**Brief**
The output must match the entries below exactly.

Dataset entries
########
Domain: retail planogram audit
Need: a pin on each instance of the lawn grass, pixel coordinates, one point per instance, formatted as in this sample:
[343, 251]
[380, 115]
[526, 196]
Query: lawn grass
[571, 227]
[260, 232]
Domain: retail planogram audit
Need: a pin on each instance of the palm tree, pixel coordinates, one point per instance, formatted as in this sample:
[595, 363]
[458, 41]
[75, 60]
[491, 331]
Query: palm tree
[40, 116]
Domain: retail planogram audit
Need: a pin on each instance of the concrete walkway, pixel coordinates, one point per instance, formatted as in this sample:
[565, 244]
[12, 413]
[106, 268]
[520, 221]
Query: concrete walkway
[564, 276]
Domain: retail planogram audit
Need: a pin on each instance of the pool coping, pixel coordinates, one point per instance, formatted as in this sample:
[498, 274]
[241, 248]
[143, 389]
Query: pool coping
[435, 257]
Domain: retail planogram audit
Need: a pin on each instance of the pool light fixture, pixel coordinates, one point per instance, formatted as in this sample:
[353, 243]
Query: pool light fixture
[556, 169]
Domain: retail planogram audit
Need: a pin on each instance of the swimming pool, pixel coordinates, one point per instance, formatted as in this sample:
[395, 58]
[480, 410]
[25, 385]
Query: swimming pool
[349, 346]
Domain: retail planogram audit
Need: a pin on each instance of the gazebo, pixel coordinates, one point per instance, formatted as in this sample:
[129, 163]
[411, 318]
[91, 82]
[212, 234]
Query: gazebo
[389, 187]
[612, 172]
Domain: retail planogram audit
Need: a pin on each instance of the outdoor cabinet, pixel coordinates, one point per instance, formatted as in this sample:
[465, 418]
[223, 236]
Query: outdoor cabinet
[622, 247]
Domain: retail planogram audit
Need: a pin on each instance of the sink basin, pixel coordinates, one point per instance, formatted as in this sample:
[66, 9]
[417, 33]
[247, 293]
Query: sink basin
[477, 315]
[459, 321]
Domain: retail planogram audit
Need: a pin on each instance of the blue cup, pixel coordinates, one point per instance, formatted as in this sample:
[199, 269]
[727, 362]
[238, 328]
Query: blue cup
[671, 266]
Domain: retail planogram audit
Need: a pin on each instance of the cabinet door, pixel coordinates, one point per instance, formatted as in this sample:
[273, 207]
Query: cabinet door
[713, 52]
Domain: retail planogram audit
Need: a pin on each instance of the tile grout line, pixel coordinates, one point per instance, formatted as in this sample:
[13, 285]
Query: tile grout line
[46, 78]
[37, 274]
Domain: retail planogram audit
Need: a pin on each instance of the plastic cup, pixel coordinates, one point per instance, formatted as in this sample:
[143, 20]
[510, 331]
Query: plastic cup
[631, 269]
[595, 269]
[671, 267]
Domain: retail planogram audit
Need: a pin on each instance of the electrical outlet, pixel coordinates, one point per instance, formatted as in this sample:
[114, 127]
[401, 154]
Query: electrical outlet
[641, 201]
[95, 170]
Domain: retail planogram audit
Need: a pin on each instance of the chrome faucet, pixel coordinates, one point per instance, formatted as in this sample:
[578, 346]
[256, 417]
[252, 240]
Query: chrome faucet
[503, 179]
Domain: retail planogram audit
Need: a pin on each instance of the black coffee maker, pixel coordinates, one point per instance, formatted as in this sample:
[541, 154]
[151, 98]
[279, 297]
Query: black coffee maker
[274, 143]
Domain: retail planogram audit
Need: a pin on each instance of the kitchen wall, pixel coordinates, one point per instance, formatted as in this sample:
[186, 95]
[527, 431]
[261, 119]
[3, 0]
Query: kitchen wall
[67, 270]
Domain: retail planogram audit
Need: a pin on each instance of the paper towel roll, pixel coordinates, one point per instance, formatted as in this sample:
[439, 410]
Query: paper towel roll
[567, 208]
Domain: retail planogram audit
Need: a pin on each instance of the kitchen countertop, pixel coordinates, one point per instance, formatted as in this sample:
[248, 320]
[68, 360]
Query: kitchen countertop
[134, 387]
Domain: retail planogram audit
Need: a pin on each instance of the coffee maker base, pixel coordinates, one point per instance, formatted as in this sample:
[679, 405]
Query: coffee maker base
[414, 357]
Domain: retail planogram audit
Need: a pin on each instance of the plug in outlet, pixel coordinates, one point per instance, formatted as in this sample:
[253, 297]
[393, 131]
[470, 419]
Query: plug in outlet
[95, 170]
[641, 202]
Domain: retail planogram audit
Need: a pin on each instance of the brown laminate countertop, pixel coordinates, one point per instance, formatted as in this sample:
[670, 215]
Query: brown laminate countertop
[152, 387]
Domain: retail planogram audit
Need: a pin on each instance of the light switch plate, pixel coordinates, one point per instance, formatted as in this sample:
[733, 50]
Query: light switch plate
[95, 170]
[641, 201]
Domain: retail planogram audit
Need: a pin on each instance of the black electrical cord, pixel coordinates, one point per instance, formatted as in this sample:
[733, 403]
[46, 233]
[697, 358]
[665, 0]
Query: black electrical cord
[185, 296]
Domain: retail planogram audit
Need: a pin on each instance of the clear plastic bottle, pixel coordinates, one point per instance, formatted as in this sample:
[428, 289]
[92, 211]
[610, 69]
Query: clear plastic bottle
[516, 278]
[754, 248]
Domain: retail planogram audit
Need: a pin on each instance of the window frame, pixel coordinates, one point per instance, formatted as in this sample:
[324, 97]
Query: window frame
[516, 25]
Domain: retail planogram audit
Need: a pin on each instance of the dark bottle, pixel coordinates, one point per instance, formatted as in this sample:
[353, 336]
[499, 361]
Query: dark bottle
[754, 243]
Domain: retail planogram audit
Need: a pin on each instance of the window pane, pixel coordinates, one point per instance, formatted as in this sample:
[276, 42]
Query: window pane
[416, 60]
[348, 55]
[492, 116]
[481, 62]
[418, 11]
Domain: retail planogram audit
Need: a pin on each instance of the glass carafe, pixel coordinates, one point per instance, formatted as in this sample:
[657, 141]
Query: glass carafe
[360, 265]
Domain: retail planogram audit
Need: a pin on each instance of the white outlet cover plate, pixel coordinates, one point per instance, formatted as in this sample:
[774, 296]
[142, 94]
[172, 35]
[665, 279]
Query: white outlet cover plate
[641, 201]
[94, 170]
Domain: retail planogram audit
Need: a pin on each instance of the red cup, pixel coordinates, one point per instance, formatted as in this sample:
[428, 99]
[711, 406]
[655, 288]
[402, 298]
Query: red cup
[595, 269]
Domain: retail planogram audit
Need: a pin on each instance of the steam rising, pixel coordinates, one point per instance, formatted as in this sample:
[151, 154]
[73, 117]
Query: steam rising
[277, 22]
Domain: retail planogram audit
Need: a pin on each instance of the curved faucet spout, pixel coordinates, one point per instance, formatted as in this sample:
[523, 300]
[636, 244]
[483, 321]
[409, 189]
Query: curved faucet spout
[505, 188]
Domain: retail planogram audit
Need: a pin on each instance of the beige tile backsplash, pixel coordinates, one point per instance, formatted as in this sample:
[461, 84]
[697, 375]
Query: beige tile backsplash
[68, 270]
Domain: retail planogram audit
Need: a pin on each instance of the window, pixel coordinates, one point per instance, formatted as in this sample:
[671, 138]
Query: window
########
**Response to this task**
Domain: retail planogram audit
Need: a pin on each instance of the lawn grass, pixel coordinates, one point per instance, formatted as in this sample:
[343, 251]
[380, 115]
[526, 196]
Query: lawn grass
[571, 227]
[260, 232]
Domain: retail planogram audit
Need: a pin on each instance of the palm tree, pixel coordinates, one point per instance, formatted as in this sample:
[595, 363]
[458, 41]
[75, 60]
[491, 331]
Query: palm tree
[40, 116]
Domain: retail planogram audit
Need: a pin on each instance of the concrete walkway, pixel coordinates, one point per instance, formatted as in this sample:
[565, 244]
[12, 413]
[106, 268]
[520, 221]
Query: concrete walkway
[564, 276]
Domain: retail planogram audit
Need: a pin on each instance of the pool coping, pixel coordinates, one point per instance, formatted as in this sample:
[498, 274]
[241, 248]
[143, 389]
Query: pool coping
[435, 257]
Domain: retail planogram audit
Need: a pin on each instance of the pool light fixture, pixel coordinates, one point per instance, formatted as in this sample:
[353, 243]
Query: pool light fixture
[556, 169]
Domain: retail planogram audit
Need: a pin on each instance of the swimming pool, pixel coordinates, one point per instance, formatted as in this sample:
[395, 58]
[480, 410]
[25, 385]
Query: swimming pool
[349, 346]
Domain: retail planogram audit
Need: a pin on each instance of the gazebo, pixel coordinates, one point per instance, formatted as in this sample:
[129, 163]
[411, 318]
[91, 82]
[212, 234]
Query: gazebo
[389, 187]
[612, 172]
Domain: retail planogram audit
Need: a pin on each instance of the outdoor cabinet, pixel coordinates, one point per instance, formatted as in this sample:
[465, 418]
[223, 236]
Query: outdoor cabinet
[622, 247]
Domain: retail planogram audit
Need: a pin on each instance of the sink basin, pixel coordinates, one point per instance, formatted as in this sample:
[66, 9]
[417, 33]
[247, 293]
Query: sink basin
[477, 315]
[459, 321]
Domain: retail planogram audit
Need: a pin on each instance of the blue cup, pixel coordinates, one point per instance, formatted as in this sample:
[199, 269]
[727, 362]
[238, 328]
Query: blue cup
[671, 266]
Domain: retail planogram audit
Need: a pin on each instance of the cabinet door, pixel coordinates, one point per instance, formatted as in this sample:
[273, 207]
Query: cabinet door
[713, 52]
Domain: retail planogram audit
Need: a pin on each instance of the tile grout line, pixel coordinates, one point per instance, formatted as in this sample:
[13, 285]
Query: tile grout line
[46, 78]
[37, 274]
Domain: retail planogram audit
Need: a pin on each instance of the plastic cup, pixel coordinates, one point per instance, formatted as in this sample:
[143, 20]
[510, 331]
Query: plastic cup
[631, 269]
[595, 269]
[671, 267]
Domain: retail planogram audit
Need: a pin on each instance of the electrical outlet, pixel coordinates, one point per instance, formatted as in this sample:
[114, 127]
[401, 154]
Query: electrical outlet
[641, 201]
[95, 170]
Domain: retail planogram audit
Need: a pin on each instance of the chrome faucet, pixel coordinates, one point per instance, formatted as in this sample:
[578, 346]
[256, 417]
[252, 240]
Query: chrome faucet
[503, 179]
Domain: retail planogram audit
Need: a pin on each instance of the black coffee maker, pixel coordinates, one point per instance, formatted as in this sample:
[541, 154]
[151, 98]
[279, 297]
Query: black coffee maker
[274, 143]
Domain: retail planogram audit
Need: a pin on each instance of the kitchen wall, pixel coordinates, one point per instance, formatted as in this sample:
[186, 95]
[527, 431]
[261, 119]
[3, 0]
Query: kitchen wall
[67, 270]
Domain: retail planogram audit
Need: a pin on each instance of the paper towel roll, pixel coordinates, one point per instance, formatted as in this sample:
[439, 410]
Query: paper towel roll
[567, 208]
Domain: retail planogram audit
Need: a pin on each instance of the kitchen countertop, pixel coordinates, one point per instance, formatted as in this sample:
[248, 320]
[68, 360]
Query: kitchen countertop
[134, 387]
Domain: retail planogram audit
Need: a pin on each instance of the coffee maker base, pixel coordinates, one point per instance, formatted as in this sample:
[679, 405]
Query: coffee maker base
[414, 357]
Domain: retail planogram audit
Need: a pin on each instance of the plug in outlet, pixel coordinates, one point per instance, formatted as in this sample:
[253, 297]
[393, 131]
[470, 419]
Query: plug in outlet
[95, 170]
[641, 202]
Domain: retail planogram audit
Need: a pin on each instance of the brown laminate countertop, pixel coordinates, one point per instance, formatted as in this sample:
[670, 215]
Query: brown laminate countertop
[152, 387]
Domain: retail planogram audit
Need: a pin on each instance of the light switch plate, pixel coordinates, one point per instance, formatted as in this sample:
[733, 50]
Query: light switch plate
[95, 170]
[641, 201]
Domain: retail planogram audit
Need: a pin on each instance of the black electrical cord, pixel coordinates, one point per instance, formatted as in this sample:
[733, 403]
[46, 233]
[697, 358]
[665, 0]
Query: black electrical cord
[185, 296]
Domain: retail planogram audit
Need: a pin on each instance of the clear plastic bottle, pixel coordinates, one point per instance, formatted as in this sample:
[428, 289]
[92, 211]
[610, 69]
Query: clear plastic bottle
[516, 278]
[754, 248]
Domain: retail planogram audit
Need: a pin on each instance of the window frame, pixel coordinates, one point per instance, formatted as in this sample:
[324, 97]
Query: window frame
[516, 25]
Domain: retail planogram audit
Need: a pin on each instance of the dark bottle, pixel coordinates, one point per instance, formatted as in this sample:
[353, 336]
[499, 361]
Query: dark bottle
[754, 243]
Domain: retail planogram audit
Need: a pin on each instance of the window pane, pixel coordinates, one point per instance, formatted as in this sample:
[276, 42]
Query: window pane
[416, 60]
[348, 55]
[492, 116]
[481, 62]
[418, 11]
Domain: retail planogram audit
Need: a pin on each instance of the glass carafe, pixel coordinates, one point per instance, formatted as in this sample:
[657, 141]
Query: glass carafe
[360, 265]
Domain: retail planogram audit
Need: a pin on each instance of the white outlet cover plate, pixel coordinates, one point per instance, formatted as in this sample:
[774, 296]
[142, 94]
[172, 35]
[665, 279]
Query: white outlet cover plate
[641, 201]
[94, 170]
Domain: retail planogram audit
Need: a pin on each instance of the red cup, pixel coordinates, one point per instance, formatted as in this sample:
[428, 99]
[711, 406]
[655, 288]
[402, 298]
Query: red cup
[595, 269]
Domain: retail planogram audit
Need: a pin on each instance of the steam rising, pixel coordinates, one point per instance, formatted as in this sample:
[151, 154]
[73, 117]
Query: steam rising
[277, 22]
Domain: retail planogram audit
Need: a pin on each instance of the curved faucet spout, pixel coordinates, one point per instance, formatted as in this sample:
[523, 300]
[636, 244]
[483, 321]
[409, 189]
Query: curved faucet spout
[505, 188]
Domain: retail planogram audit
Need: a pin on each instance of the beige tile backsplash, pixel coordinates, one point per instance, formatted as in this sample:
[461, 84]
[697, 375]
Query: beige tile backsplash
[68, 270]
Domain: retail planogram audit
Need: a pin on each instance of the window, pixel coordinates, one point per instance, formatted as in this sample:
[671, 138]
Query: window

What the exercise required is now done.